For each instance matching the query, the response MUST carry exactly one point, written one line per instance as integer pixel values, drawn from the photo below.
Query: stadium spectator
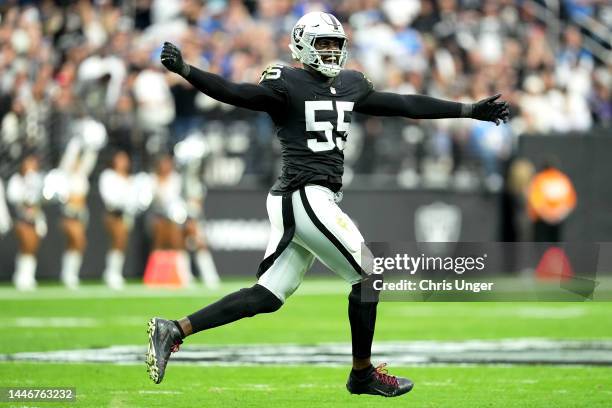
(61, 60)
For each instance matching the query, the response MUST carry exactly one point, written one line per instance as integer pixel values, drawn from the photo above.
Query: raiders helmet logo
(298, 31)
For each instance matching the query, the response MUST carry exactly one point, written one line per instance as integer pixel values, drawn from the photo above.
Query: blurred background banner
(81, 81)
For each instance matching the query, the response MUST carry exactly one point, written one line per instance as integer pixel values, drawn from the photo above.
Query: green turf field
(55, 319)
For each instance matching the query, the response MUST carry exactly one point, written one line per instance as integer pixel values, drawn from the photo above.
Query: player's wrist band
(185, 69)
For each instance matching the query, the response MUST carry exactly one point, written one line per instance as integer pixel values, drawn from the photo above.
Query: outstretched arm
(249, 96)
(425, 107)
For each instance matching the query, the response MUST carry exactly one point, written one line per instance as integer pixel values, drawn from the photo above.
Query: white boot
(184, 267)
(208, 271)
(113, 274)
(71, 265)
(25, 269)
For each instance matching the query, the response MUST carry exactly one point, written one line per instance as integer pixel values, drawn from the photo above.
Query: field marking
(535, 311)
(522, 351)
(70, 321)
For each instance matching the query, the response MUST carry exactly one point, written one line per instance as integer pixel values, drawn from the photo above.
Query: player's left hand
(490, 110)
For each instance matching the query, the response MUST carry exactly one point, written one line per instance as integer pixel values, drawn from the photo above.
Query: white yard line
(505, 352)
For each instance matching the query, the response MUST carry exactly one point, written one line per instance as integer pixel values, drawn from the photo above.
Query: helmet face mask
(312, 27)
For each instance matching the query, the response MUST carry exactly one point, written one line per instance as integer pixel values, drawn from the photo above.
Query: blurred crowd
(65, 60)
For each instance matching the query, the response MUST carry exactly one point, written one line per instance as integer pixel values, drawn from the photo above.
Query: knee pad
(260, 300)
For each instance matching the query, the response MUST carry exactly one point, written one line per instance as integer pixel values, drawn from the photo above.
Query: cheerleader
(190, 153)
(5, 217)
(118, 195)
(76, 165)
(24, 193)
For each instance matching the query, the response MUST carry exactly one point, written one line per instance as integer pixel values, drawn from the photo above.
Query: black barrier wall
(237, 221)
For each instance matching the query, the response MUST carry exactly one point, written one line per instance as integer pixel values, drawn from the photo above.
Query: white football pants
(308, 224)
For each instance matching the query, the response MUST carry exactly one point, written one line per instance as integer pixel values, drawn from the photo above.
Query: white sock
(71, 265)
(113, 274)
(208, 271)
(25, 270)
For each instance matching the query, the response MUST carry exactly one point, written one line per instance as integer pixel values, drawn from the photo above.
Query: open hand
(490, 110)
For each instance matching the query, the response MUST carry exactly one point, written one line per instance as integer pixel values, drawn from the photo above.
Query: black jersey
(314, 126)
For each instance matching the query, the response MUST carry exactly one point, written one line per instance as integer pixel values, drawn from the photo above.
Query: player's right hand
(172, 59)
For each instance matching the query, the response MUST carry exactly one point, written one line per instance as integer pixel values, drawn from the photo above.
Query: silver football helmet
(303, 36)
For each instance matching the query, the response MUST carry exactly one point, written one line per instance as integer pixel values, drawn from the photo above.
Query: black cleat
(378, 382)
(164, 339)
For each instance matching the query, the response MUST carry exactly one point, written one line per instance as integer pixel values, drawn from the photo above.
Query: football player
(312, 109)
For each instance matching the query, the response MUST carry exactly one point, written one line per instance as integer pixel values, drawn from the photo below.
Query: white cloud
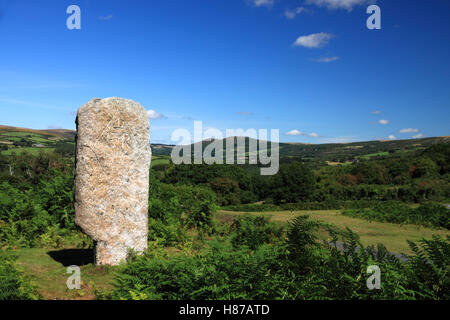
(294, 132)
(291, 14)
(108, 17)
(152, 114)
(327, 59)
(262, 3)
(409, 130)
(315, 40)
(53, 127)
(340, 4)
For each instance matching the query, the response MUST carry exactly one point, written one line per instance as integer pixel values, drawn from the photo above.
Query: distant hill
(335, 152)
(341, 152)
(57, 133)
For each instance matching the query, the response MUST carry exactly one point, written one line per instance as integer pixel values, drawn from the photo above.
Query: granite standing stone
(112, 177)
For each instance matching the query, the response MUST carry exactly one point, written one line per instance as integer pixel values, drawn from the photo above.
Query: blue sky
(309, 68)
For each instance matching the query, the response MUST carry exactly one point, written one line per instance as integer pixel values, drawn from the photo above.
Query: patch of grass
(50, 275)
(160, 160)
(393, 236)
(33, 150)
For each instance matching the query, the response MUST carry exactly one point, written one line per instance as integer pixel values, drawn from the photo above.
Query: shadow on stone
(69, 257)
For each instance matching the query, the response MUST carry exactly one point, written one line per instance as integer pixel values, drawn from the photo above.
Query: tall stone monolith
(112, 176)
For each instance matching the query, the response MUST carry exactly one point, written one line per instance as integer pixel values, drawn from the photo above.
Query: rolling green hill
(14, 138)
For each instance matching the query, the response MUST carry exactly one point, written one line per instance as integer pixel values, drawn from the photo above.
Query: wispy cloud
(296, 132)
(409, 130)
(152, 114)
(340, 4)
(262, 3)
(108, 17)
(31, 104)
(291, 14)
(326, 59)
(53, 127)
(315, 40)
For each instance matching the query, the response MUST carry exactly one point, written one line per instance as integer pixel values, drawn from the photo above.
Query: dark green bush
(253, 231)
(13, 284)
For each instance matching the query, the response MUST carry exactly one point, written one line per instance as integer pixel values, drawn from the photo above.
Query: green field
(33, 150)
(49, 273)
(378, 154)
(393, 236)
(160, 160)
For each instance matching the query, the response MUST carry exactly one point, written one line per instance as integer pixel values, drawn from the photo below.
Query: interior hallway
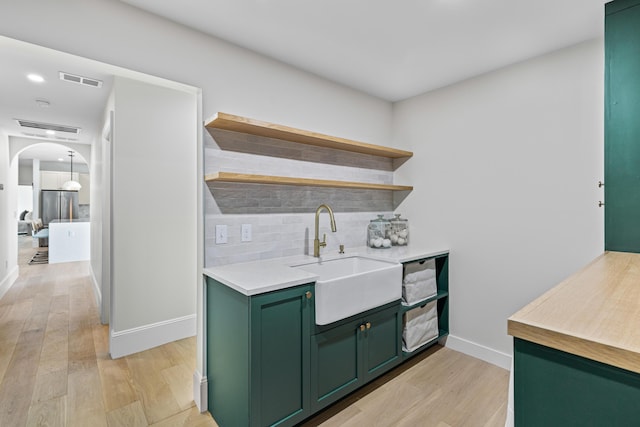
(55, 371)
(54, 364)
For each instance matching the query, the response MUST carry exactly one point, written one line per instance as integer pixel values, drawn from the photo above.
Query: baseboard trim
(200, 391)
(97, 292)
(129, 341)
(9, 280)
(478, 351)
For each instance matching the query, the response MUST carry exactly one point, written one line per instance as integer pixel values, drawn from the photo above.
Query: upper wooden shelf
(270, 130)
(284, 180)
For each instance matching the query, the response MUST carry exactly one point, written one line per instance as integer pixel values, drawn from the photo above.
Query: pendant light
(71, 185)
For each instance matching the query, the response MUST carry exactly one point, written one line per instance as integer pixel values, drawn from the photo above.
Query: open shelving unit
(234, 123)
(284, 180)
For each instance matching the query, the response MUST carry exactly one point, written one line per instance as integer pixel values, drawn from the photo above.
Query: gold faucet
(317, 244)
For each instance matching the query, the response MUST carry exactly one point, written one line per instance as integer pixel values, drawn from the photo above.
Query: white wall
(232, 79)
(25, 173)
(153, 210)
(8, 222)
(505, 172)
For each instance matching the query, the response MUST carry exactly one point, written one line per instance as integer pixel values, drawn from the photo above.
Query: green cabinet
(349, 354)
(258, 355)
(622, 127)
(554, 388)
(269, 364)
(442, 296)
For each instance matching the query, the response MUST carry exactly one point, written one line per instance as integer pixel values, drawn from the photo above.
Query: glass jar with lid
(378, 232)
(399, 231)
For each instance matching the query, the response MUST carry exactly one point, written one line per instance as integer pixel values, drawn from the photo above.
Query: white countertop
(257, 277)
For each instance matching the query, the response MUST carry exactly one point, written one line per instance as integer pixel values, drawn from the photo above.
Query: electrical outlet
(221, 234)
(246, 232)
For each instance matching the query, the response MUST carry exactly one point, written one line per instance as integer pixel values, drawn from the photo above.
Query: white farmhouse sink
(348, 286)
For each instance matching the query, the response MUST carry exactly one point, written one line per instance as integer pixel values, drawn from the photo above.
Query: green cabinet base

•••

## Exercise requirements
Leaving the pictures aside, give back all the records exactly as they are.

## Result of this task
For each instance matching the query, the response MUST carry exactly one point, written one line per instance as integer pixel values, drawn from the photo below.
Query: stadium spectator
(61, 60)
For each instance matching the query, the response MUST carry exactly one point, written one line per instance as integer pixel values, drawn from the photo above.
Query: raiders helmet logo
(298, 31)
For each instance matching the query, the response MUST carry exactly one point, written one line per instance as integer pixel values, drawn from the photo above.
Query: blurred background banner
(81, 81)
For each instance matching the query, the response MUST carry exactly one point, written one line per instance as integer pixel values, drawn from the photo above.
Query: green turf field
(55, 319)
For each instance matching the query, the response MUST carry exactly one point, written one line per instance as integer pixel values, drawn from the photo above.
Query: player's wrist band
(185, 69)
For each instance matching the query, the response MUST carry exactly one point, written one line per instance as integer pixel values, drawn from the photo above.
Query: outstretched arm
(249, 96)
(425, 107)
For each instance matching the query, the response MUST carry exactly one point, written one line per instance as integer pixel values, drawn from the photo above.
Query: white boot
(184, 267)
(208, 271)
(113, 274)
(71, 265)
(25, 269)
For each instance matching the query, the response MUST carry exactly one point, written one line per instance as integer pixel values, drawn from the photo above.
Query: field marking
(535, 311)
(522, 351)
(70, 321)
For each instance matching the query, the response MUST carry exactly one point, written one line per instance as integer pixel values, drawn from the photo above.
Query: player's left hand
(490, 110)
For each instance matching the query, the response MUST carry exactly one point, written one line per instance as integer pixel values, drawn from the photo above.
Query: white yard line
(505, 352)
For each instance matching the query, the response MUST carry exactly one point, written one line per instance as integer pixel values, drawn from the photo above.
Query: helmet face mask
(312, 27)
For each instance matching the query, the response MUST carry exactly one point, written one line per instance as integer pixel values, drawn from the photo above.
Query: blurred crowd
(65, 60)
For each instance matching the query, the response MUST carry exactly one point, written one line per instance as integer pixel values, drawn from the photo above.
Query: knee pad
(260, 300)
For each instance matching the query, the response MUST carry exactly one point, written one line per instance as integer pixel values, drawn from the photo above.
Query: cheerleader
(190, 153)
(5, 217)
(118, 195)
(76, 165)
(24, 193)
For each instance matching the query, the response MUST carry exactly one point, written one line per instance as integer pixel values, drawn from the photo above.
Query: black barrier wall
(237, 221)
For each instance matching the query, the response MUST carry exactly one point, written one line per instance as integer pixel values, drawn from the photo above.
Query: white football pants
(308, 224)
For each instance matching the query, the response MUST carry exactly one point, written one line per instance as integer pixel values, drawn from the photo above.
Query: white sock
(71, 265)
(113, 274)
(208, 271)
(25, 270)
For each instance matching the query, the response MUST carry exactly one point, written one line per instance as integer pixel values, drawn from the photo above.
Query: open hand
(490, 110)
For each instance matching the query, the response MUST carry exactly one point, written one line per instance as integer pixel values, drawn from the photo above.
Query: black jersey
(314, 126)
For each instance matching the query, the response MUST carry exactly one point, written one line per instance as integer pixel values, drawn from the photo above.
Query: player's right hand
(172, 59)
For each instance matching the query, the response MUST carry exactly one point, written one line per instance as integer pixel values, drawn from the photo above.
Query: silver football helmet
(303, 36)
For each instance matching the query, the response MUST carry exactly one point, written one line per instance as integer pixel values, drawn from the photo above.
Query: black cleat
(378, 382)
(164, 339)
For each instance matching the query, the response MUST carry exactly one point, written one line per instance as integer pixel values, drawn from the photo above.
Query: football player
(312, 109)
For each instance matching the query, the response MUST carry exactly one point, written one line per instance as integer pixel values, drawn from the photo below.
Query: white cloud
(294, 132)
(291, 14)
(108, 17)
(152, 114)
(327, 59)
(262, 3)
(409, 130)
(315, 40)
(53, 127)
(340, 4)
For each instance matching the query, the response MUST carry exactly one point, written one line per instance as integer pixel values, drawn from the photo above.
Query: distant hill
(335, 152)
(341, 152)
(57, 133)
For each instance matching the query, the response MUST carry exactly one point, written one line per instance as integer pixel values, drawn from the photo above.
Query: granite standing stone
(112, 177)
For each instance matching the query, the response MUST carry exactly one point, written one line per instance as integer pixel values, drawn from the photo above.
Query: blue sky
(309, 68)
For each instance matching the query, the response MUST carry exactly one point, written one line per instance as integer pixel values, drawn from the photo above.
Query: patch of grass
(50, 275)
(160, 160)
(393, 236)
(33, 150)
For each instance matching the query, the response MUST carry exactly one point, written one line per instance as integer pixel values, drawn from the photo above.
Query: shadow on stone
(69, 257)
For each instance matching the query, the response MUST carry exactly one point, written one line per instance as integer pixel values, drawn from the photo above.
Query: tall stone monolith
(112, 176)
For each instance matching the query, the response MUST carry exactly one point, written one line per instance as integer pixel values, drawn from the photo above.
Query: rolling green hill
(14, 138)
For each instance matching the query, the response MUST carry exactly one point, written one line per instance as integer pixel values, drawn from the photo above.
Query: wispy cloud
(296, 132)
(409, 130)
(152, 114)
(340, 4)
(262, 3)
(108, 17)
(31, 104)
(291, 14)
(326, 59)
(53, 127)
(315, 40)
For each instance matching the query, the response MUST carry exactly one point, written one line per instance as integer pixel values, drawn from the photo above.
Query: dark green bush
(253, 231)
(13, 284)
For each instance matching the query, the response MUST carry exactly one point, written one line per instance as integer pixel values, drawn from the photo above.
Query: green field
(33, 150)
(49, 273)
(378, 154)
(393, 236)
(160, 160)
For each instance matching the query, the response MUST carry exactly one point, written one line per instance as integer pixel values, drawn from the photo below.
Query: interior hallway
(55, 371)
(54, 364)
For each instance matching the query, the response MUST carry exactly one point, written one line per instance as integer pixel values, drawn from the photo above.
Query: baseboard trim
(200, 391)
(97, 292)
(129, 341)
(9, 280)
(478, 351)
For each instance matching the query, the response MUST carry exactly one point, written one line per instance as integer pixel values, drawn from the photo above.
Query: upper wooden shelf
(270, 130)
(284, 180)
For each instance matching the query, the response MUST carry exactly one point, written one line per instance as integer pixel values, drawn from the photo above.
Query: pendant light
(71, 185)
For each instance matching the query, the response MUST carry exactly one point, written one line per instance as integer pixel values, drawn from the photo above.
Query: open shelving unit
(234, 123)
(284, 180)
For each instance matching the query, the response MUST carry exactly one point, written one line per instance as integer pixel values, drawn from the photo above.
Query: gold faucet
(317, 244)
For each instance matching the query, the response MUST carry exactly one point, written one line per instance as integer pixel values, drawn from the photo above.
Query: white wall
(232, 79)
(25, 173)
(153, 210)
(8, 222)
(505, 172)
For each instance matching the query, the response MUST carry exactly one point, written one line per instance as integer pixel values, drawn from the photo above.
Query: green cabinet
(349, 354)
(258, 355)
(622, 127)
(554, 388)
(269, 364)
(442, 296)
For each instance matching the query, the response MUST carry exactly one point, written one line per instance as integer pixel values, drawn from the photo above.
Query: glass jar with lid
(378, 232)
(399, 231)
For each instance matching the query, the response MUST carry exactly one point, written one line per instance as integer pixel values, drawn from the photo above.
Query: white countertop
(257, 277)
For each instance matching the query, the response MUST carry exactly one point, written one line per instance as integer pixel values, drawn from the photo above.
Query: electrical outlet
(221, 234)
(246, 232)
For each instance matching the query, the response MUST carry exactly one point, written one line per instance as integer pixel values, drawn from the photo above.
Query: white farmhouse sink
(348, 286)
For each instance matching the query, the response MUST carry exactly one point, written one line per instance as integer pixel values, drawn from the photo above.
Query: green cabinet base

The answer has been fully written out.